▶ **Exercise brief**: Print the entire listing. Each line must match the original exactly.
#####
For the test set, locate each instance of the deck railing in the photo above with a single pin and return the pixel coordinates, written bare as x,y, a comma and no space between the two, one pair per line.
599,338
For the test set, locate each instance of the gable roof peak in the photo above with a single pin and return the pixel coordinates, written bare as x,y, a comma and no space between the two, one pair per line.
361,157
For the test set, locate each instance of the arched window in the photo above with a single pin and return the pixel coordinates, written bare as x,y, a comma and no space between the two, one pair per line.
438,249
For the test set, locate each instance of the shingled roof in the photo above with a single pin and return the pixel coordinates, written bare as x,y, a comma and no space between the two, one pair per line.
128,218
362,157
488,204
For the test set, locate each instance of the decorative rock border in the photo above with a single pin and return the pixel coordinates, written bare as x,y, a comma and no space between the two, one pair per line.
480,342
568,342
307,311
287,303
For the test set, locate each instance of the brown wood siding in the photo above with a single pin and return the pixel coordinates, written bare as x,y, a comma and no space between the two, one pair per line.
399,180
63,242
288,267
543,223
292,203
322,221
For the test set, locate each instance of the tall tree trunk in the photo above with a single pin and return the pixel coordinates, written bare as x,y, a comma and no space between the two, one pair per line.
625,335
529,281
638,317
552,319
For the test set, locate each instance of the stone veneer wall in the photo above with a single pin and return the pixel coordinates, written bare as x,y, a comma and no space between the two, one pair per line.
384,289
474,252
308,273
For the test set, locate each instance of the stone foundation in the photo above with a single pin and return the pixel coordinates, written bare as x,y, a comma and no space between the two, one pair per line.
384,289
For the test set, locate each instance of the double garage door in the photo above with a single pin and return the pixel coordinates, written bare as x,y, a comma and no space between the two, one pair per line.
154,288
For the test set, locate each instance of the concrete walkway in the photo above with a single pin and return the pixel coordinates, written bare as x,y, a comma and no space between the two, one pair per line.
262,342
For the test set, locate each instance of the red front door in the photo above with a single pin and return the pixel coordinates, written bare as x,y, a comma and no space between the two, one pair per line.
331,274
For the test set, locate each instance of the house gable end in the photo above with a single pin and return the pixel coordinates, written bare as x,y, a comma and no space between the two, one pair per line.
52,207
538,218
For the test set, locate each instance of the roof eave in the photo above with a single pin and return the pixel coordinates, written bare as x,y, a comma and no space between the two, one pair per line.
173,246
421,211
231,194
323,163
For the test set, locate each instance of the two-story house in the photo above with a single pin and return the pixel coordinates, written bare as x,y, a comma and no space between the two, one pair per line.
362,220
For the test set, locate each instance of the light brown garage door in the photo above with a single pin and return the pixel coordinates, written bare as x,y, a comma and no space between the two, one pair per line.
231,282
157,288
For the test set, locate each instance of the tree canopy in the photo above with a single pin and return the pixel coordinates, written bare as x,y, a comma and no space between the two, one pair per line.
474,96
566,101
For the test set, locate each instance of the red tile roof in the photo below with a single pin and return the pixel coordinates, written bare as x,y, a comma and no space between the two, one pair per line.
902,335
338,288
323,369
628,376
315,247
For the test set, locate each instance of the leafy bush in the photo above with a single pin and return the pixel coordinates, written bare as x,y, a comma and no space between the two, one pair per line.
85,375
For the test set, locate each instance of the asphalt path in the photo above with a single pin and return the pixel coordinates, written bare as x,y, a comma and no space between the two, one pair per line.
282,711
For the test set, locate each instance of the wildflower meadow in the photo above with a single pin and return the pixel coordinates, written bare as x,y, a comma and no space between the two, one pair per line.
#####
▶ **Reply to the task**:
For the test set, locate each instance of the deck railing in the photo above with a single pin and return the pixel coordinates, written bare as x,y, a comma and no space between the two, one pair per line.
599,338
For the test set, locate each instance of the gable roof peak in the photo above with a single pin and return the pixel coordinates, written bare as x,y, a comma and no space between the two, one pair per line.
361,157
For the test set, locate each instance of the arched window in the photo above with a single pin and return the pixel coordinates, written bare as x,y, a comma and no space between the two, one pair per line.
438,249
For the test set, locate each instance of the shingled roof in the photo above with a single pin and return the pixel coordinates, written bare as x,y, a comma and no space between the two, one pair per line.
128,218
362,157
488,204
For the test set, locate each instance of the decorative rock border in the photo above with a single pin and return the pixel coordinates, written bare as x,y, a comma and no space between the two, one pair per line.
480,342
568,342
307,311
287,303
For the test set, locate each instance of the brown wood siding in the photo above with a single pin and return the pixel coordinates, written bare as x,y, a comma and no space between the two, one pair per line.
399,180
63,242
288,267
543,223
292,203
322,221
For the test set, locate each instance of the tall tree trunk in the photo above with a single pin and return the pixel coordinates, written bare as x,y, a comma and no space between the two, one pair per line.
625,335
529,281
638,317
552,319
For the test set, locate each instance of the stone veneer wall in the photo above with a single pin and return the pixel coordinates, written bare as x,y, a comma and no space between the two, one pair per line.
384,289
474,252
308,273
For the test set, locate each instance of the stone foundation in the photo above with a single pin and return the pixel coordinates, written bare as x,y, a comma and no space between the two, one pair per line.
384,289
For the test set, locate each instance of the double garage door in the photo above with a single pin and return the pixel coordinates, written bare as x,y, a comma and no space between the two, one pair per line.
154,288
For the test set, locate each instance of the concrete walkway in the photo above with a single pin and return the pixel coordinates, written bare as x,y, a comma and no space between the two, one pair per line.
262,342
For the test set, locate each instance of the red front door in the photo above with a single pin and return the pixel coordinates, written bare as x,y, a comma and no space between the two, one pair per line.
331,274
For the test set, locate each instance of the house gable end in the photo above with a single pin and return the pixel coordinates, written bare as x,y, a comma and no space between the two, one pair per line.
52,207
538,218
For the test set, locate each instance of the roof eave in the photo above with a single pin and return the pixel coordinates, written bare as x,y, a comma and no space between the two, one pair per line.
173,246
421,211
231,194
323,163
For the test set, locate each instance of the two-story house in the photo above with a single pin and return the pixel coordinates, written bare as x,y, a comma and no space between the two, one pair per line.
362,220
For the test set, locate each instance of the light brown garage door in the photo above with a single pin and return the pixel coordinates, written bare as x,y, a comma and no space between the two, one pair per line.
231,282
157,288
For the test set, locate each instance of the tree canopy in the photo above with a single pin and return the pixel coordinates, written bare as x,y, a comma and no space between the two, one pair per line.
474,96
566,101
For the test set, locate each instance of the red tile roof in the photo below with a single pin and return the pixel coordinates, written bare as x,y, a comma and no space between the two, one pair per line.
902,335
338,288
323,369
628,376
315,247
For the test set, locate each instance of the leafy bush in the photo above with a single pin and return the pixel coordinates, written bare as x,y, a comma and no space between the two, one pair per line.
85,375
For the test set, locate each instance of the asphalt path in the photo above with a single pin and return the pixel coordinates, written bare as x,y, a comma and no space between the two, one pair per line.
282,711
For the test set, locate each instance of the wildflower meadow in the photo above with a single pin and return the pixel coordinates, written bare as x,y, a comma and no space between the two, one pair per line.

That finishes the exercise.